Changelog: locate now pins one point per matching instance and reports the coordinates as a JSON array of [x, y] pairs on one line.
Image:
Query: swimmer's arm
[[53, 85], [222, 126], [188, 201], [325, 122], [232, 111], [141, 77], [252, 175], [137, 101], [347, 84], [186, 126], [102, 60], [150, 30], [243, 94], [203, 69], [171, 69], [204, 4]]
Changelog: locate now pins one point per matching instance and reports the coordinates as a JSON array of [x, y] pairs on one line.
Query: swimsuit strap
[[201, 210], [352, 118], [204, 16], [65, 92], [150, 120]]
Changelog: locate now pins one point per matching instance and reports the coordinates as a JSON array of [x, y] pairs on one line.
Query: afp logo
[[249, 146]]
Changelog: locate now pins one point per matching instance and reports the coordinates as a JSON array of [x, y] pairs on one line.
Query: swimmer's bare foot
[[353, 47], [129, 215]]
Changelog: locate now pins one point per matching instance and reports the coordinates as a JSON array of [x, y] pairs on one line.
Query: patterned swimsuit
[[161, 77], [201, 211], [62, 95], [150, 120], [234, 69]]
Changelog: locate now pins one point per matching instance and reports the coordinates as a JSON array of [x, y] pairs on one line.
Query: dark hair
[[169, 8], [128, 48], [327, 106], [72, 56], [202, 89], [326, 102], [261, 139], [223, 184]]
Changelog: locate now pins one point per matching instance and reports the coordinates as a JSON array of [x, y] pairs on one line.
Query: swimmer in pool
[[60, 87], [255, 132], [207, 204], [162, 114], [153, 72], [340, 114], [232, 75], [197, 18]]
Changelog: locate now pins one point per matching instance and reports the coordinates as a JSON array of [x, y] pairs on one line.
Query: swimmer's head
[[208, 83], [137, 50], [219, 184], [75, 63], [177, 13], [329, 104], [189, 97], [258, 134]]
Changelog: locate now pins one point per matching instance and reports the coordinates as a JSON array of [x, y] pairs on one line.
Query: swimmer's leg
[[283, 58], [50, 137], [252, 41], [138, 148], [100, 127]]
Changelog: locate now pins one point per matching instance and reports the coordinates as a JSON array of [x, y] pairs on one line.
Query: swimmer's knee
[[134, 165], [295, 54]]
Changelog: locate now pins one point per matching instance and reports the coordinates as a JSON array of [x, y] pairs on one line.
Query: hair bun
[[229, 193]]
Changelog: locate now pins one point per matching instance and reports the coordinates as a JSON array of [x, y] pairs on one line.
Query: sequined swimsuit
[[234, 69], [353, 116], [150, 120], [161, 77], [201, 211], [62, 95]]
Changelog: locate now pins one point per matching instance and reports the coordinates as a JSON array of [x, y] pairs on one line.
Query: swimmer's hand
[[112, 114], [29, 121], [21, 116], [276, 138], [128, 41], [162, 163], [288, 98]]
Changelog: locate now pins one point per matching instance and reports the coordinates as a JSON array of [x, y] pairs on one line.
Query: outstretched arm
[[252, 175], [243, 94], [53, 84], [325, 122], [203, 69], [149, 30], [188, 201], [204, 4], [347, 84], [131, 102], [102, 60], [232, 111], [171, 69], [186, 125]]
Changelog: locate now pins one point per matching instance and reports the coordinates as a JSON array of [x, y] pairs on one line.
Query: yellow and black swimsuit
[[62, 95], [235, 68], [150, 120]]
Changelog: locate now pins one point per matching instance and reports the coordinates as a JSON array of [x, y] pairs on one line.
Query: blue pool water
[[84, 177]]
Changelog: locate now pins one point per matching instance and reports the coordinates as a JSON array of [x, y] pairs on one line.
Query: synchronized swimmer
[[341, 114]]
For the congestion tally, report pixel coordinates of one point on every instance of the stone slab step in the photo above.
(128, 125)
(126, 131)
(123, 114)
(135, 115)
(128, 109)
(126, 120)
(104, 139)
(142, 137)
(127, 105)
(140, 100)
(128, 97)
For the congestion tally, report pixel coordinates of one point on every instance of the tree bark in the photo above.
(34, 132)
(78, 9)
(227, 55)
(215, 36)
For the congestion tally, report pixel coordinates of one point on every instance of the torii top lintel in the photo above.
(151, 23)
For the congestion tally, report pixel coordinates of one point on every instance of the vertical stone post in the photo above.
----
## OBJECTIVE
Copy verbatim every line from the one containing "step in the photo above." through the end of the items, both ends included.

## FINAL RESULT
For the congestion tally, report pixel coordinates of one point on every instance of the stone slab step in the photo above.
(128, 125)
(126, 131)
(123, 114)
(135, 115)
(128, 109)
(126, 120)
(104, 139)
(142, 137)
(127, 105)
(140, 100)
(128, 97)
For the congestion tally, report pixel coordinates of one point on every instance of the tree bark in the photo above.
(34, 132)
(78, 9)
(227, 55)
(215, 36)
For the congestion tally, report pixel coordinates of one point on every instance of the torii top lintel in the photo above.
(151, 23)
For the congestion tally, report pixel coordinates of one point on every instance of the vertical stone post in the photo above.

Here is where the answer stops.